--- Short problem ---
Tally the lines below that contain the string "fence", treating case as significant, and give only the number.

[Data extracted from a collection, in lines]
+++++
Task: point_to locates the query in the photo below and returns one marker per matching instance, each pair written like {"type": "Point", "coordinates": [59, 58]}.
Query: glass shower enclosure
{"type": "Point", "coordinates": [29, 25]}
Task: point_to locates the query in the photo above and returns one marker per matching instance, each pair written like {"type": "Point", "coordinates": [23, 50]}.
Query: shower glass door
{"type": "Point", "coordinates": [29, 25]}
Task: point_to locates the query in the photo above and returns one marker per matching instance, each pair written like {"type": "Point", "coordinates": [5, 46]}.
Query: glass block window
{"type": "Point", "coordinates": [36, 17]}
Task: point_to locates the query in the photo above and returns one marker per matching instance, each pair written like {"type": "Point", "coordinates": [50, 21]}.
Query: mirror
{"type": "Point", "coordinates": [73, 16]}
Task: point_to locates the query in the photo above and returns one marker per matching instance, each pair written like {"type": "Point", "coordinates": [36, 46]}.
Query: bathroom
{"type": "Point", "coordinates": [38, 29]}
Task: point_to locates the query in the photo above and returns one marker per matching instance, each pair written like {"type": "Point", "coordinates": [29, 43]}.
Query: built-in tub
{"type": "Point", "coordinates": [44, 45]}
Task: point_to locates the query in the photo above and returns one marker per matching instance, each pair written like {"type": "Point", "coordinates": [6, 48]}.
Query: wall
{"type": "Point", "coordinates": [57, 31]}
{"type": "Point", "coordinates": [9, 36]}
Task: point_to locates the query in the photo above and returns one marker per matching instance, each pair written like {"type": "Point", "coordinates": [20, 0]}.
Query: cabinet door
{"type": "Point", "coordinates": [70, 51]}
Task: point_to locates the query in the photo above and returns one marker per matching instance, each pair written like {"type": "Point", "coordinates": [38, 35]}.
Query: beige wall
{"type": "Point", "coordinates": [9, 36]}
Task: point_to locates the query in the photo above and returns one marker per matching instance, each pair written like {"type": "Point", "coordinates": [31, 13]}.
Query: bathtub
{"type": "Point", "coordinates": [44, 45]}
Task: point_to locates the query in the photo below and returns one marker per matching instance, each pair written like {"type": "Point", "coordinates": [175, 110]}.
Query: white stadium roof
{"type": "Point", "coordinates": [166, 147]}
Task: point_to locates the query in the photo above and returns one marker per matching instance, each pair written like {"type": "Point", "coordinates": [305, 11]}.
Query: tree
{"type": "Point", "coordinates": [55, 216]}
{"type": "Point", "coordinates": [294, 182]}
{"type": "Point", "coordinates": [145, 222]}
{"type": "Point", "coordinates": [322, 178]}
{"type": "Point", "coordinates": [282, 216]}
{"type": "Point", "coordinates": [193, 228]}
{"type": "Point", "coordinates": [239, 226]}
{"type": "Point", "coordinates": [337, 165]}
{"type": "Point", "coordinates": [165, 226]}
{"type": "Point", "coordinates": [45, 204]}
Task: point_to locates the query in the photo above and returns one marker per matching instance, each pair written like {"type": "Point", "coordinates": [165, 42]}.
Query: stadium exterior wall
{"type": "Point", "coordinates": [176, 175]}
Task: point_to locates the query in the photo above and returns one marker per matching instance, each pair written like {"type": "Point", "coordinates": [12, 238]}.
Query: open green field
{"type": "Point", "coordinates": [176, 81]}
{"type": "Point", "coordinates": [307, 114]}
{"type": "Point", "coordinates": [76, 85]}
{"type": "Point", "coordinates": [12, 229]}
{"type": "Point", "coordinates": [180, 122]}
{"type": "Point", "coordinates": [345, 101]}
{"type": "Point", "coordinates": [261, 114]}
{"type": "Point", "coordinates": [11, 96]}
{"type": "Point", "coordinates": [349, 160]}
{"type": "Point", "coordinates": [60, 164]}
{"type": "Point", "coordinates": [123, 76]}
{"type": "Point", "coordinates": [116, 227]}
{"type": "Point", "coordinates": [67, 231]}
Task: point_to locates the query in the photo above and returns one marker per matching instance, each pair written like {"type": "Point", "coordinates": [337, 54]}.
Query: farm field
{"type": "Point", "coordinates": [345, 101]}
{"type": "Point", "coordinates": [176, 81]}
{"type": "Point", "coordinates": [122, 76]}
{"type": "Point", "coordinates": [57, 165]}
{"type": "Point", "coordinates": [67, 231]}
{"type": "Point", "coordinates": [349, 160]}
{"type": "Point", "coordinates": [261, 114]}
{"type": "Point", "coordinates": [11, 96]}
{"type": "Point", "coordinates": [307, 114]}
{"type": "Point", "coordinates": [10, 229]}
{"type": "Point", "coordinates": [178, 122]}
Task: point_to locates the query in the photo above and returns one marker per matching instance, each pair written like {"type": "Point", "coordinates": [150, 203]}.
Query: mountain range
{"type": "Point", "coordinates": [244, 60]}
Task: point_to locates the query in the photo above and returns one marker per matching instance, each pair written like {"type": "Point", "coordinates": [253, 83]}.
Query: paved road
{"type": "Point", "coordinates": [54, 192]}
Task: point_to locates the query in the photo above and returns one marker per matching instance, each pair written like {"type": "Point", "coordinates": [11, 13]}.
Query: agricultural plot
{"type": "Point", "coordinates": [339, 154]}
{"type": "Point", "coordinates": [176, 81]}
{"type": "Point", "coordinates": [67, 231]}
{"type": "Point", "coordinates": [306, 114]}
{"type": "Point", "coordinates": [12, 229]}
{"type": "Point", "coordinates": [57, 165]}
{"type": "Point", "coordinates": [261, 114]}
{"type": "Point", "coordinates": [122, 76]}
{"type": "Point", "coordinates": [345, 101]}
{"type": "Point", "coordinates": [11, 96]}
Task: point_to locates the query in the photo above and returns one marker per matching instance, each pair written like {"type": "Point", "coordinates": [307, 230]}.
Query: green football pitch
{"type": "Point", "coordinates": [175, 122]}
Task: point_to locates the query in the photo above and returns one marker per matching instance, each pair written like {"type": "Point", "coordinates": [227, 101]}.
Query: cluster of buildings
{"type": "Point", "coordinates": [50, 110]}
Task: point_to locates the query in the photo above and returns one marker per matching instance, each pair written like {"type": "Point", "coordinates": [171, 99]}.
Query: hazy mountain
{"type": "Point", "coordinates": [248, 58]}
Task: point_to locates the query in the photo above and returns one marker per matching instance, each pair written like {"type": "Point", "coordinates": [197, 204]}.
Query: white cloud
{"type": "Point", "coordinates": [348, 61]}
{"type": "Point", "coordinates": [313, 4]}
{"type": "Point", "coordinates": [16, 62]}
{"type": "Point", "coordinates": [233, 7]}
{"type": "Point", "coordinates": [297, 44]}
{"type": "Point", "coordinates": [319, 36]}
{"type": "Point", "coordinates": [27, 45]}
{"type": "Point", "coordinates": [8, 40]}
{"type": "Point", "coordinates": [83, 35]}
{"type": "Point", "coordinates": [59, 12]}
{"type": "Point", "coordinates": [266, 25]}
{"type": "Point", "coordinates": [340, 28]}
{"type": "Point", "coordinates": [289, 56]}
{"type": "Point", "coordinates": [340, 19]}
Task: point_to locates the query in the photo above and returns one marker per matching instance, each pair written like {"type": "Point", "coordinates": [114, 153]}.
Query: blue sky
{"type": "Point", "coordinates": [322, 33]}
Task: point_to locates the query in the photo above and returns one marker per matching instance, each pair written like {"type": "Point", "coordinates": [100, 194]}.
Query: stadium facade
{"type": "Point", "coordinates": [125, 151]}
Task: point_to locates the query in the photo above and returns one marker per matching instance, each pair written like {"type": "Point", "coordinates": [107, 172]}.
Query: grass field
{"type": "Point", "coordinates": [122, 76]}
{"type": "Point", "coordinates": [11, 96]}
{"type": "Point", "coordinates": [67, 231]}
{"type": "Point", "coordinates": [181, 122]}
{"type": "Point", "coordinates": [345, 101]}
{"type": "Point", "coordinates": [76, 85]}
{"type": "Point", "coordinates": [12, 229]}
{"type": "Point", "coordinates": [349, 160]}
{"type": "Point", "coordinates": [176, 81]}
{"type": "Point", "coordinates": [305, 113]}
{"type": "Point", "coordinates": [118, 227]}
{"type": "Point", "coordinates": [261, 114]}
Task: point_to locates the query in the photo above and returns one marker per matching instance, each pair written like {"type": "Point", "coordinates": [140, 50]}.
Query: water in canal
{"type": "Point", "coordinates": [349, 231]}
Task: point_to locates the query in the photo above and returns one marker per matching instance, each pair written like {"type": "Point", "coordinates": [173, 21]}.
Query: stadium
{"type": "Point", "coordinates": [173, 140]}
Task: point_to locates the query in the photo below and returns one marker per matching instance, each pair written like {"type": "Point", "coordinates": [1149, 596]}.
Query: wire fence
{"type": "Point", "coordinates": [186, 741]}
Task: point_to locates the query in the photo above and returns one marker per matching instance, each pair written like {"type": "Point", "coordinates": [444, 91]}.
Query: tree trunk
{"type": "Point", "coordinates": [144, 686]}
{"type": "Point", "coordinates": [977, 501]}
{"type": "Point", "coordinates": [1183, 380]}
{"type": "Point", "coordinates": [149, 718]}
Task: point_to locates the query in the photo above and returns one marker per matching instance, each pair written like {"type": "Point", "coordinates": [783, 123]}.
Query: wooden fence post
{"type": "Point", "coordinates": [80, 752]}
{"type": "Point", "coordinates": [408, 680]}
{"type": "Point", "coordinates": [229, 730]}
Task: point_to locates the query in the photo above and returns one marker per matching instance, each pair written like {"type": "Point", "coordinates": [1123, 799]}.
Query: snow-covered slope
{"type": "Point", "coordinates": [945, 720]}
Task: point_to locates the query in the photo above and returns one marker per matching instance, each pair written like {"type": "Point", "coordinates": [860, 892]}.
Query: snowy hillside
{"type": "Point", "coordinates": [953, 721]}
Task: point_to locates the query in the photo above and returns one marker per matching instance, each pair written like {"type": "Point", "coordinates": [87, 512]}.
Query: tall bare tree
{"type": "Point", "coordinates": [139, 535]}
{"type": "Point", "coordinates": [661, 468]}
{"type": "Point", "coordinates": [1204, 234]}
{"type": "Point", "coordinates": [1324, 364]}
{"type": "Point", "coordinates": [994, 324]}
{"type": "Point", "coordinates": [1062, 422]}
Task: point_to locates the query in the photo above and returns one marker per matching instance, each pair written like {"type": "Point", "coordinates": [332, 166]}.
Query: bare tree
+++++
--- Task solution ---
2